→ **Instructions to follow**: Copy the entries below word for word, beginning with the first line and stopping after the line that contains "<point>491,684</point>".

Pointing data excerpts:

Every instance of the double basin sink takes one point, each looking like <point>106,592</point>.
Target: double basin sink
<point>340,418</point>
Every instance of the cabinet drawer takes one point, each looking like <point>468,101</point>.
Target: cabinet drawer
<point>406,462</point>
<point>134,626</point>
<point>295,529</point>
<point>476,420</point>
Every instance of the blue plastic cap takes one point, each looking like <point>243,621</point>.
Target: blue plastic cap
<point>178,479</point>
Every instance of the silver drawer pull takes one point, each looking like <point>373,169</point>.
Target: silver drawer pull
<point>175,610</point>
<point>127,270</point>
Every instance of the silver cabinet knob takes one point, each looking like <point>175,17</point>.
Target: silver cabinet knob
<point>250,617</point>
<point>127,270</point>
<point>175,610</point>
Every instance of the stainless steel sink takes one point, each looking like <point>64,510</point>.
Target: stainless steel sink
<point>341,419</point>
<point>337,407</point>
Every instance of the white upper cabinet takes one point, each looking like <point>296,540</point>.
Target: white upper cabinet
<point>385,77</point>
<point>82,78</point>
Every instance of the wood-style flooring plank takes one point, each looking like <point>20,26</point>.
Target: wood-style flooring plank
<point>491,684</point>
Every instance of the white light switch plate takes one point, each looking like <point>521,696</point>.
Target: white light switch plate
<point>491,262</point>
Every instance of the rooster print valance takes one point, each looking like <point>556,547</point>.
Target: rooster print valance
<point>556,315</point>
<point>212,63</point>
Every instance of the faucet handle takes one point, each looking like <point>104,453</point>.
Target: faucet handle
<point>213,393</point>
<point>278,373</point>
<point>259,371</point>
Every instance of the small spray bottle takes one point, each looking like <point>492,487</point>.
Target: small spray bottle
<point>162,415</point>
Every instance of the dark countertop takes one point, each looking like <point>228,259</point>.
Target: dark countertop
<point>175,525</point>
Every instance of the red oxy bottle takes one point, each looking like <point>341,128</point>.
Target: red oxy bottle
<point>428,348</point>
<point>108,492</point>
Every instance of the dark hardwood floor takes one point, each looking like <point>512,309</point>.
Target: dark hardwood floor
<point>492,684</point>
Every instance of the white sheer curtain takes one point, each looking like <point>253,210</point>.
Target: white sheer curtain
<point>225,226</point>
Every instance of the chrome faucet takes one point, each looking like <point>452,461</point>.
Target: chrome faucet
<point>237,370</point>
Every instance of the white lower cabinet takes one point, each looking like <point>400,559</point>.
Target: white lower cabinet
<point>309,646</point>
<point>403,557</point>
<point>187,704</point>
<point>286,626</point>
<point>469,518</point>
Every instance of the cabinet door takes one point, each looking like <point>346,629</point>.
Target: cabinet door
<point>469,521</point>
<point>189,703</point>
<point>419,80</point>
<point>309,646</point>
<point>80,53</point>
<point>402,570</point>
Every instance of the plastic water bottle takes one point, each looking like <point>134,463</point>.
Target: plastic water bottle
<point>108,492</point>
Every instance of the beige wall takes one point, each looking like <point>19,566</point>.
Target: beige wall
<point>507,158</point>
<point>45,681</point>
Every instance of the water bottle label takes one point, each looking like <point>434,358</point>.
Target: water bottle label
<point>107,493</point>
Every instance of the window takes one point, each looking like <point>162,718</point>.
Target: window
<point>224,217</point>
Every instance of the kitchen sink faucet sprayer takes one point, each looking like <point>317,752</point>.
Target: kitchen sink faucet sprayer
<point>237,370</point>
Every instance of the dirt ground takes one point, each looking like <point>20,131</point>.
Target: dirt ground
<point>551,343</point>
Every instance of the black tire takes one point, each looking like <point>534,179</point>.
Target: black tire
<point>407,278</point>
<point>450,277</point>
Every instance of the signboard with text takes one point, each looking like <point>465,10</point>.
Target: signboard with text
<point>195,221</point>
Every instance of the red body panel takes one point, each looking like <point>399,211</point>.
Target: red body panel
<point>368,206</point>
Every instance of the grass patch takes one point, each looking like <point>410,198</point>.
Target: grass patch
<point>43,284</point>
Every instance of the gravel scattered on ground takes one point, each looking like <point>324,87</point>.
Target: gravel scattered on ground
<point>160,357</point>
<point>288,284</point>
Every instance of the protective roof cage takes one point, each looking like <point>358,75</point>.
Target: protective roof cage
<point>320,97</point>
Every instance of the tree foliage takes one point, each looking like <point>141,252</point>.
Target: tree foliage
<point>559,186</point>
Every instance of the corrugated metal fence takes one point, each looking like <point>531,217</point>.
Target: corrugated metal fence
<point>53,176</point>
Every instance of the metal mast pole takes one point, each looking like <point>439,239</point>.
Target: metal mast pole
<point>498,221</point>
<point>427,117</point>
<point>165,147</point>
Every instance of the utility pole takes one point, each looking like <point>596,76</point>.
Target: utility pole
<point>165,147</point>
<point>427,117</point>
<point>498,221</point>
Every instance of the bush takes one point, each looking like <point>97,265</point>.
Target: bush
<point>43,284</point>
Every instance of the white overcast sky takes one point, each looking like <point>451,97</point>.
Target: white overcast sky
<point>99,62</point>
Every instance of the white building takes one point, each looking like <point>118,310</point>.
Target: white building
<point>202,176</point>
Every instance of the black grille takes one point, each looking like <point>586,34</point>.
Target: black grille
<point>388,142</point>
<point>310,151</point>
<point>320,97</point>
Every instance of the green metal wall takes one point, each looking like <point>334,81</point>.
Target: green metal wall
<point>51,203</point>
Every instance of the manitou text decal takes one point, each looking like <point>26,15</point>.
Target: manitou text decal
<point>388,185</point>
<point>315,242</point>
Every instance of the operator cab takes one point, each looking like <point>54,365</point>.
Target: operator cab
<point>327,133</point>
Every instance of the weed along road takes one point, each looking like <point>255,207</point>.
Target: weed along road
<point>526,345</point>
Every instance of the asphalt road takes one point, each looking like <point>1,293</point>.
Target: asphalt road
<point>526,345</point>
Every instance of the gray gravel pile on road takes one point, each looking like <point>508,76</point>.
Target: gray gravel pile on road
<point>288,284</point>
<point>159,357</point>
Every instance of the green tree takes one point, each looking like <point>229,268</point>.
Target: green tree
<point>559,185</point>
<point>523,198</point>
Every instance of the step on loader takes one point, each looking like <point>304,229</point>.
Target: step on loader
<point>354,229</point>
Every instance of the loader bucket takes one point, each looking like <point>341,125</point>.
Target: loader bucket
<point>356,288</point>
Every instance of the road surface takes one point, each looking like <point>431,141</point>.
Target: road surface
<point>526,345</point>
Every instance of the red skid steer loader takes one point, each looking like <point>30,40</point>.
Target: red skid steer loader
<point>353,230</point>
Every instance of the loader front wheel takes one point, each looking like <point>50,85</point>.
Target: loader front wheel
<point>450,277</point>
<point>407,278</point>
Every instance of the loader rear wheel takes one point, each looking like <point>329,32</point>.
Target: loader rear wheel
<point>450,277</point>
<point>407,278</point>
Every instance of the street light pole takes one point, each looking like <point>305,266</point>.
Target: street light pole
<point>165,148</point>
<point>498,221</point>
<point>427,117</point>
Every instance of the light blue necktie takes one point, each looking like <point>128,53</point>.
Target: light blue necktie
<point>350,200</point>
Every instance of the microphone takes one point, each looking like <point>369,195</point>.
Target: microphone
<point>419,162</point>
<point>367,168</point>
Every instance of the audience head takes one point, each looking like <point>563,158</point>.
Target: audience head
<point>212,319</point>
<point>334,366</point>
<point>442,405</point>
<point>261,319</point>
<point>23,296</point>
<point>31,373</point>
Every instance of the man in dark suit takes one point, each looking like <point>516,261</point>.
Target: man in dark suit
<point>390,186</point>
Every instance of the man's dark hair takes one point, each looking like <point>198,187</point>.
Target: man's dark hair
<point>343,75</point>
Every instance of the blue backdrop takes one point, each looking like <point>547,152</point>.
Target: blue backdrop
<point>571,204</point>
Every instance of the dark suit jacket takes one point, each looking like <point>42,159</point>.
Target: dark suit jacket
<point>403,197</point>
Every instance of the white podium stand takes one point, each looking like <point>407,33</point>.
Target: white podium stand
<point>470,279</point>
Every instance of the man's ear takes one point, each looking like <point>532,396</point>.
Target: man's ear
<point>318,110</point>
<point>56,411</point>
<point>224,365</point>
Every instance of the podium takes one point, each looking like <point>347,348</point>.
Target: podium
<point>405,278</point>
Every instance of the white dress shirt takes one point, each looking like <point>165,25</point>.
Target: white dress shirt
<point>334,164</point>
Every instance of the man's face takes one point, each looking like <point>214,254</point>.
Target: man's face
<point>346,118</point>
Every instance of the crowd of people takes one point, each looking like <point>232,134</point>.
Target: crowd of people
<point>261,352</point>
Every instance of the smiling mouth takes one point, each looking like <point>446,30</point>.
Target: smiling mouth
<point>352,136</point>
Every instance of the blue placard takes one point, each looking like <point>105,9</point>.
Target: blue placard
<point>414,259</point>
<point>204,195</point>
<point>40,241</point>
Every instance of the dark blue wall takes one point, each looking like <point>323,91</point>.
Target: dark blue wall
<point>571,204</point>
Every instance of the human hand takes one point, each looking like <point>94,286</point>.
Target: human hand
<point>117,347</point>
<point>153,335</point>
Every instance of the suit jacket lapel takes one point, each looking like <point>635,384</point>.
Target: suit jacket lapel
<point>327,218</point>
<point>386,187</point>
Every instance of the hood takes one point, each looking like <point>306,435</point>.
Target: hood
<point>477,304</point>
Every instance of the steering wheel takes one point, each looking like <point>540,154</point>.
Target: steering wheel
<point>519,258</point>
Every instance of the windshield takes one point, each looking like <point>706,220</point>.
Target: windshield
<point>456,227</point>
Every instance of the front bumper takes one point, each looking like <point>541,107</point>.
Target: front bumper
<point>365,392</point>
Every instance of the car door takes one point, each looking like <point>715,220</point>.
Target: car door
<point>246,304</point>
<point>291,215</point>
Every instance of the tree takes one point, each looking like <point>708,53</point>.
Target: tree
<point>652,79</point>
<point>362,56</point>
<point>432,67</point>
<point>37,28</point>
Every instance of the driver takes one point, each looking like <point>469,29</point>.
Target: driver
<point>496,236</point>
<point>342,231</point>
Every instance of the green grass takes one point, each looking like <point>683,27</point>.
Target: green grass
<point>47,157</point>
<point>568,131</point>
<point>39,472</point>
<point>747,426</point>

→ **Result of the exercise**:
Every instance of the double basin sink takes one point, each looking like <point>106,592</point>.
Target: double basin sink
<point>340,418</point>
Every instance of the cabinet drawer takes one point, each looking like <point>468,101</point>.
Target: cabinet drawer
<point>406,462</point>
<point>134,626</point>
<point>295,529</point>
<point>476,420</point>
Every instance of the blue plastic cap takes one point, each looking like <point>243,621</point>.
Target: blue plastic cap
<point>178,479</point>
Every instance of the silver drawer pull takes one point, each looking like <point>373,169</point>.
Target: silver drawer pull
<point>175,610</point>
<point>127,270</point>
Every instance of the silver cabinet knob takes one point, each looking like <point>175,17</point>.
Target: silver cabinet knob
<point>250,617</point>
<point>127,270</point>
<point>175,610</point>
Every instance of the stainless steel sink takes one point, each looking like <point>64,510</point>.
Target: stainless steel sink
<point>341,419</point>
<point>337,407</point>
Every instance of the white upper cabinet takes one point, each looking like <point>296,540</point>.
Target: white upper cabinet
<point>385,77</point>
<point>82,78</point>
Every instance of the wood-style flooring plank takes one point, each looking like <point>20,26</point>.
Target: wood-style flooring plank
<point>491,684</point>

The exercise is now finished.